This exercise calls for every record to be returned exactly, with pictures removed.

::: Source records :::

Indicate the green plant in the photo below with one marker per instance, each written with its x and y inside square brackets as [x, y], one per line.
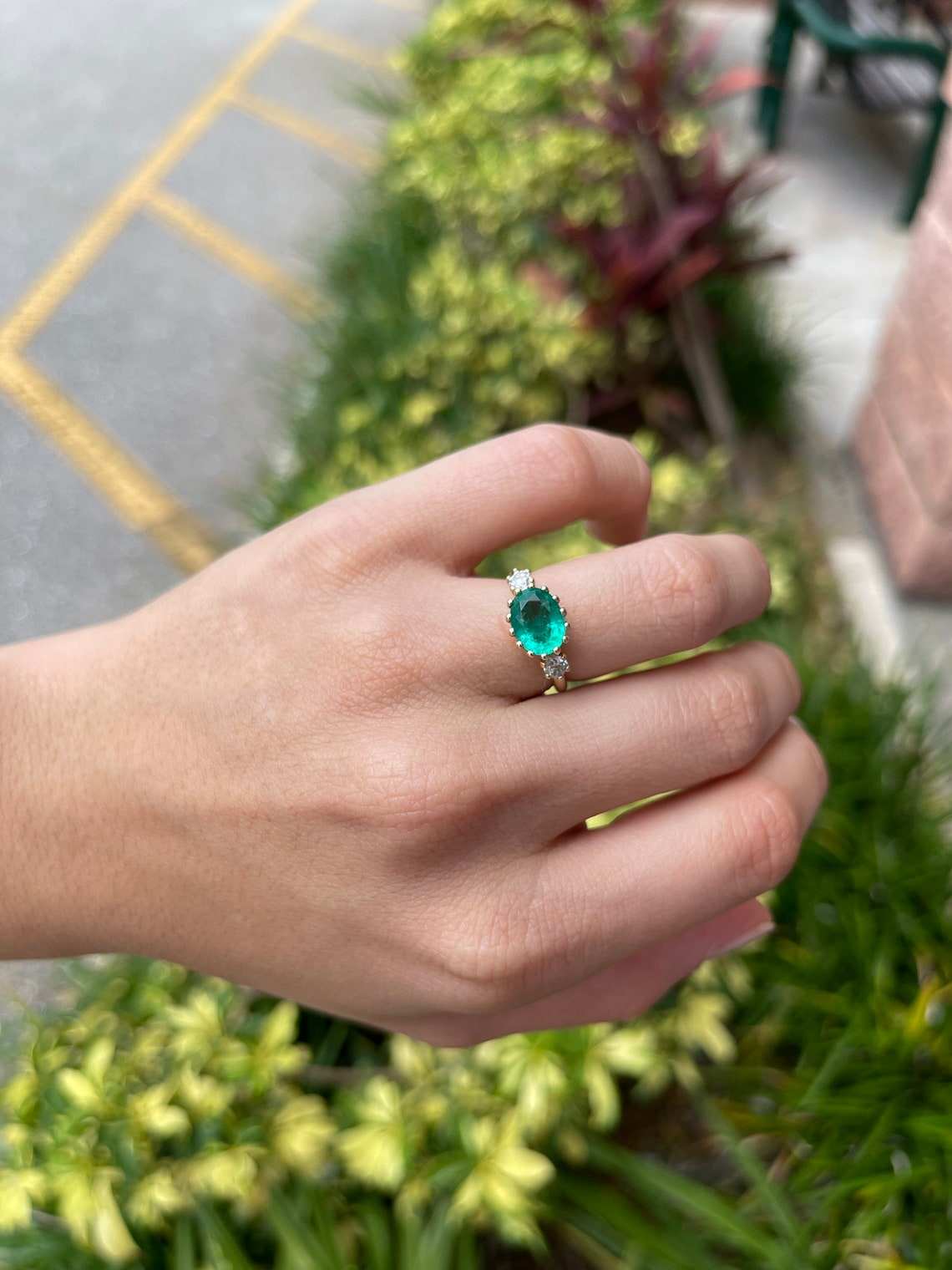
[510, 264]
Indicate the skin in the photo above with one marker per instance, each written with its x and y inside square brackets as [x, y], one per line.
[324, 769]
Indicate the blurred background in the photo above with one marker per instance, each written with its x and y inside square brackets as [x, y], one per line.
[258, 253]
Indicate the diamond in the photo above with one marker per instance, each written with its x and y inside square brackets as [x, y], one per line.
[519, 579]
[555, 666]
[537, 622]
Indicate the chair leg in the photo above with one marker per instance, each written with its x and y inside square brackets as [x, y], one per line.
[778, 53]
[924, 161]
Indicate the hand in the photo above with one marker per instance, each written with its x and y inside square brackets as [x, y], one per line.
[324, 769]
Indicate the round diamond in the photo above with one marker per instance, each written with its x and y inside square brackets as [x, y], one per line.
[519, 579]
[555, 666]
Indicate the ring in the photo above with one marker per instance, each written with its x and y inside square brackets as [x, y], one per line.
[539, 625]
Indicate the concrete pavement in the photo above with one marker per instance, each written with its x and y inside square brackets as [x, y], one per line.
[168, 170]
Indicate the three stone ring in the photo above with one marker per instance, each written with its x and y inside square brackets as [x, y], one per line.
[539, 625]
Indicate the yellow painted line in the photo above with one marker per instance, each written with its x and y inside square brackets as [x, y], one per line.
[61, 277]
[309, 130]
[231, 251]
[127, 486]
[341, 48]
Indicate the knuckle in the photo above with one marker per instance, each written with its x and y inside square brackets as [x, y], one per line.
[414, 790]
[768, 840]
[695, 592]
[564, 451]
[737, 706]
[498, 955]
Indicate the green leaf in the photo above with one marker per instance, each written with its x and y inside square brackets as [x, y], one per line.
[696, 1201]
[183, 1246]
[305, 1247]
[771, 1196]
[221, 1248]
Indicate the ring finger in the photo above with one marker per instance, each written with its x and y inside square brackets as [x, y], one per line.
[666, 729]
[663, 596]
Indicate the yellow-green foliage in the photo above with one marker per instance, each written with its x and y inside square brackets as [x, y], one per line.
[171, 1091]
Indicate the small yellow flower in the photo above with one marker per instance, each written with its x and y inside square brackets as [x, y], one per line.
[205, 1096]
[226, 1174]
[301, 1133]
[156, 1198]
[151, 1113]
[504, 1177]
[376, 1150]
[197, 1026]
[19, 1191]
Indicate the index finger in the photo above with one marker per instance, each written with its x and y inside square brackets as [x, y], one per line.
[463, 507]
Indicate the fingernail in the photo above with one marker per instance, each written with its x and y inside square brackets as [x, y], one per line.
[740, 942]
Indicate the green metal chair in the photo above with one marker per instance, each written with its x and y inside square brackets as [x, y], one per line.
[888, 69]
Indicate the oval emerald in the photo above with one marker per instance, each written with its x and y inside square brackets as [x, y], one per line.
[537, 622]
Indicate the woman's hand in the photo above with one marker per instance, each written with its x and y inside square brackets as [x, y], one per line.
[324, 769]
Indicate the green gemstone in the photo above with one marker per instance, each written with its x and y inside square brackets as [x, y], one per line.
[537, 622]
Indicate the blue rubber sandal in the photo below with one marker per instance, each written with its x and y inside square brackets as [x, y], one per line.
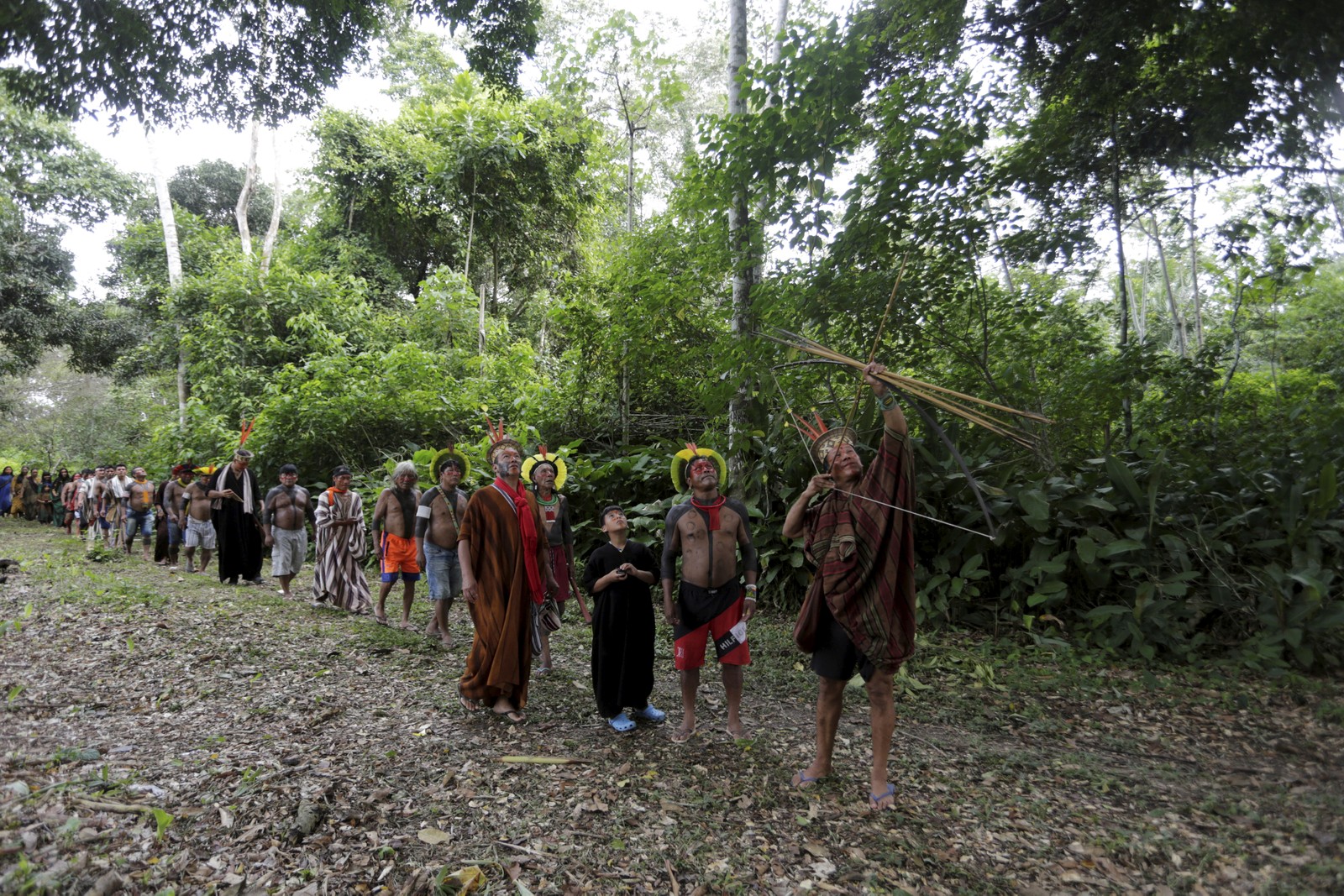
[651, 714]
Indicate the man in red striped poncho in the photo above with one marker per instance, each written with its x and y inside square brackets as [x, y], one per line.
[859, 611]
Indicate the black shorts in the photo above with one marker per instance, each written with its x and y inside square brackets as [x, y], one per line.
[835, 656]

:::

● Reply:
Indicate the green plant in the photo below with one marker per instance, each written with its x and y inside square brackets as [x, y], one per line.
[510, 264]
Indicate the skin in the photo above with one marker per instance, each written with its x and y inside square brackets as [x, y], one per line.
[324, 769]
Indicate the blurred background in the photo above with one marker per instance, each written with its x and y inside square brackets as [x, y], one per line.
[258, 253]
Indicate the diamond in the photo above with one marker per instance, each written with its x and y inside square brackets as [x, y], one per line.
[519, 579]
[555, 666]
[537, 622]
Indicate the chair leg in the photo above with one marker per instance, each written with its x and y inside square brackets as [x, y], one per line.
[778, 53]
[924, 161]
Indicate the hand in the photo above with one marker per instance, each written with its x and y inside square brackets as [x, y], one per line.
[324, 769]
Indicate the round diamond in the photo above with one marker per instance, each written with its x and y inside square brackets as [x, y], one per line.
[519, 579]
[555, 666]
Indicate the ring in the photo above with one marker per instance, each written with its x and y inside square brackets as [x, y], one per line.
[539, 625]
Indicate the concrete pavement in the photo above with one marker per instance, each written with its x and y inside square brackets as [x, y], one per line.
[168, 170]
Indicate the three stone ring in the photo above with one marker per instance, each written with its x and y inside square brackets as [x, y], one per line.
[539, 625]
Indicate the yellow painted line in the photo above with one marker per instance, each written with its x and y inside square brackets as [x, y], one per line.
[61, 277]
[309, 130]
[231, 251]
[127, 486]
[341, 48]
Indicate the knuckle in the photo above with one marker per instance, each written with its x and y inside square brackets as [x, y], one per line.
[414, 790]
[768, 840]
[695, 592]
[564, 451]
[737, 706]
[498, 955]
Indicate the green leaf in the photo above with one marker per instance, each written with its x and y inside square brackets as [x, y], one per line.
[696, 1201]
[183, 1246]
[305, 1247]
[771, 1196]
[221, 1248]
Indicate the ring finger in the photo above with one marker per instance, each written with its x and y inside square brackets as [x, y], one per line.
[666, 729]
[663, 596]
Indicate the yellow-green foliage in the photo above with one marker per instance, each written with its x and y inside square brackets as [x, y], one per line.
[171, 1091]
Indicate the small yellow flower in the photo above with one marker per instance, each written with its x and y inside square brackets as [x, y], one per line.
[205, 1096]
[226, 1174]
[301, 1133]
[156, 1198]
[151, 1113]
[504, 1177]
[376, 1150]
[197, 1026]
[19, 1191]
Indicate the index finger in the photo above with one marker per instance, each written with its x and y inside square brackets as [x, y], one per line.
[463, 507]
Indicate the fingernail in the photo above with one marker per instance, each written with its x and y inside square brackets as [x, y], one per line.
[740, 942]
Indicate the green metal chair in the photo above with one marker per instance, each written with its x and y inside square brackets as [x, y], one per line.
[888, 69]
Indicate the oval emerald in the photo above with one marker per instance, each written with its x and y inside square brackets as [x, y], one per line.
[537, 622]
Indicate the woman's hand in the photo above with one marker per instance, each written with its x and y inside square brackets as [x, y], one per line.
[324, 769]
Indicate the green gemstone in the photo above with one marker per instance, each written with its x and y inside square brackets as [x, y], one per line.
[537, 622]
Indicate the blue rubber sandal in the photo below with one marker per instance, each written with its x and y inside square brackets as [x, y], one per line.
[651, 714]
Indicate the man in red striped poncho in the photo above with one marker per instance, each written with its x and y inside square brackets as [x, y], one per line.
[859, 611]
Indicate the black shorts in the photo above with one marker per instance, each written with its x and y inside square brackets as [x, y], one per line.
[835, 656]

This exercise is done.